● **Materials provided**:
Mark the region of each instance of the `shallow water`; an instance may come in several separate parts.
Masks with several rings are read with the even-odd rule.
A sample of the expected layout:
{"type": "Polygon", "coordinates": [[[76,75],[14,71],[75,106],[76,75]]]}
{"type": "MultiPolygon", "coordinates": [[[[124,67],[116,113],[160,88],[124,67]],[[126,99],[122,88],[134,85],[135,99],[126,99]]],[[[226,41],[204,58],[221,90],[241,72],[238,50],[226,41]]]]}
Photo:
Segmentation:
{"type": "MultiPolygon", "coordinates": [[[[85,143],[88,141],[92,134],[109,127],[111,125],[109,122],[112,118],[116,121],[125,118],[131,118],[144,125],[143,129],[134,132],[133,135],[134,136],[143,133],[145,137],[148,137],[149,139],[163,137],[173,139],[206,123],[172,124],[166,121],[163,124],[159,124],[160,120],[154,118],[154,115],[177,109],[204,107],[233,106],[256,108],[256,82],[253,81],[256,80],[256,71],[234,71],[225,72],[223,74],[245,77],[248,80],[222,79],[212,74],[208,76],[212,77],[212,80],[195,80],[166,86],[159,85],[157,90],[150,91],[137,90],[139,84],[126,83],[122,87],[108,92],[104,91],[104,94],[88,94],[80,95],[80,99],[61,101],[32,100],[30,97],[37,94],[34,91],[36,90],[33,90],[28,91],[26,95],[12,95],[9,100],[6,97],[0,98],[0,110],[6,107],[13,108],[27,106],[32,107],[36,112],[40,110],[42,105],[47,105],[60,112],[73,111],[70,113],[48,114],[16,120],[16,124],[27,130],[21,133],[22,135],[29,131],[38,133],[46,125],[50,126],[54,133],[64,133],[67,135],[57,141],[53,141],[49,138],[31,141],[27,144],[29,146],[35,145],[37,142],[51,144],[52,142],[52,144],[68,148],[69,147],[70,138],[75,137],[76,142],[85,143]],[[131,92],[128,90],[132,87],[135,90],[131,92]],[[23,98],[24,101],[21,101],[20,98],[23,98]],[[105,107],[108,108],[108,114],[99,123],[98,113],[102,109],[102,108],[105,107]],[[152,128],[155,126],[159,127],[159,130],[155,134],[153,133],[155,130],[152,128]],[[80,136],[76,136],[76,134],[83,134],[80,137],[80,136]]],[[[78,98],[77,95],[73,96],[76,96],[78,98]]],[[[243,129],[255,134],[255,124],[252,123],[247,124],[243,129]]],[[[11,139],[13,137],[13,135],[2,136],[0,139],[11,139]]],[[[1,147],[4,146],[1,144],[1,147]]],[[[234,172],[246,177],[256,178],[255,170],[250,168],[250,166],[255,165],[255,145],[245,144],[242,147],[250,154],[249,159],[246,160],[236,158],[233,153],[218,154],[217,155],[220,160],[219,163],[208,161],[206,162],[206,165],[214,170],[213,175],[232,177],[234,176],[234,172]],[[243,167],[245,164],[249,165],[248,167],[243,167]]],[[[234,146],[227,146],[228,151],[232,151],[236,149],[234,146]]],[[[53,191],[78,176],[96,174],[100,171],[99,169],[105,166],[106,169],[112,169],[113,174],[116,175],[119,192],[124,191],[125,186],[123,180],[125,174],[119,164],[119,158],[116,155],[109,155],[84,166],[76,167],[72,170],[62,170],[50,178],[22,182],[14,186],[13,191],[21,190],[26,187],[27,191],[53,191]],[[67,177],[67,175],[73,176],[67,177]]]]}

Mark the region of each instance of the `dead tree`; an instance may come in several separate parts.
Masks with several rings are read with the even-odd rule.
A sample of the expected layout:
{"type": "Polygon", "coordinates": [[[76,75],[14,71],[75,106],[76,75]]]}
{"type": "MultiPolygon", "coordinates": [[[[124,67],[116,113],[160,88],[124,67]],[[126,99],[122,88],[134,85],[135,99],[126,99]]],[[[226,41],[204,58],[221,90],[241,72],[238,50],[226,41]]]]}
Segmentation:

● **Your instructions**: Once more, set down the full listing, verbatim.

● **Final result**:
Mark the region of each instance of the `shallow water`; an instance may come in several separate parts.
Masks with several rings are read with the even-odd rule.
A sample of the expected layout:
{"type": "Polygon", "coordinates": [[[76,75],[14,71],[75,106],[76,75]]]}
{"type": "MultiPolygon", "coordinates": [[[[124,67],[116,113],[160,88],[124,67]],[[126,99],[122,88],[134,85],[135,99],[126,99]]],[[[226,41],[204,58],[221,90],[241,72],[238,50],[226,41]]]]}
Photo:
Segmentation:
{"type": "MultiPolygon", "coordinates": [[[[85,143],[88,141],[92,134],[109,127],[111,125],[109,122],[112,118],[116,121],[125,118],[131,118],[144,125],[143,129],[134,132],[133,135],[134,136],[143,133],[145,137],[148,137],[149,139],[163,137],[173,139],[206,123],[172,124],[166,121],[163,124],[159,124],[160,120],[154,118],[154,115],[177,109],[204,107],[233,106],[256,108],[256,82],[253,81],[256,80],[256,71],[234,71],[225,72],[223,74],[245,77],[248,80],[222,79],[212,74],[208,76],[212,77],[212,80],[195,80],[166,86],[159,85],[157,90],[150,91],[137,90],[139,84],[126,83],[122,87],[108,92],[104,91],[104,94],[88,94],[80,95],[80,99],[61,101],[32,100],[30,97],[37,94],[34,91],[36,90],[33,90],[28,91],[26,95],[12,95],[9,100],[6,97],[0,98],[0,110],[6,107],[13,108],[27,106],[32,107],[36,112],[40,110],[42,105],[47,105],[60,112],[73,111],[70,113],[48,114],[16,120],[16,124],[27,130],[21,133],[22,135],[29,131],[38,133],[46,125],[50,126],[54,133],[64,133],[67,135],[57,141],[53,141],[49,138],[31,141],[27,144],[29,146],[35,145],[37,142],[51,144],[52,142],[52,144],[68,148],[69,147],[70,138],[75,137],[76,142],[85,143]],[[131,92],[128,90],[132,87],[135,90],[131,92]],[[23,98],[24,101],[21,101],[20,98],[23,98]],[[105,107],[108,108],[108,114],[99,123],[98,113],[102,109],[102,108],[105,107]],[[152,128],[155,126],[159,127],[159,130],[155,134],[153,133],[155,130],[152,128]],[[80,136],[76,136],[76,134],[83,134],[80,137],[80,136]]],[[[78,98],[77,95],[73,96],[76,96],[78,98]]],[[[243,129],[255,134],[255,124],[252,123],[247,124],[243,129]]],[[[11,139],[13,137],[13,135],[2,136],[0,139],[11,139]]],[[[1,147],[4,146],[1,144],[1,147]]],[[[234,172],[246,177],[256,178],[255,170],[250,168],[250,166],[255,165],[255,145],[245,144],[242,147],[250,154],[249,159],[246,160],[236,158],[233,153],[218,154],[217,155],[220,160],[219,163],[208,161],[206,162],[206,165],[214,170],[213,175],[232,177],[234,176],[234,172]],[[243,167],[245,164],[249,165],[248,167],[243,167]]],[[[234,146],[227,146],[228,151],[232,151],[236,149],[234,146]]],[[[53,191],[78,176],[96,174],[100,171],[99,169],[105,166],[106,169],[112,169],[113,174],[116,175],[119,192],[124,191],[125,186],[123,180],[125,174],[119,164],[119,158],[116,155],[109,155],[84,166],[76,167],[72,170],[62,170],[50,178],[22,182],[14,186],[13,191],[21,190],[26,187],[27,191],[53,191]],[[67,177],[67,175],[73,176],[67,177]]]]}

Mark the region of each instance of the `dead tree`; an instance may come in several separate parts.
Masks with several rings are read with the even-odd rule.
A sample of the expected layout:
{"type": "Polygon", "coordinates": [[[76,75],[14,71],[75,106],[76,75]]]}
{"type": "MultiPolygon", "coordinates": [[[[124,67],[116,113],[160,88],[124,67]],[[126,99],[122,88],[134,85],[135,99],[126,99]]],[[[226,41],[204,58],[221,90],[241,72],[238,50],[226,41]]]]}
Segmentation:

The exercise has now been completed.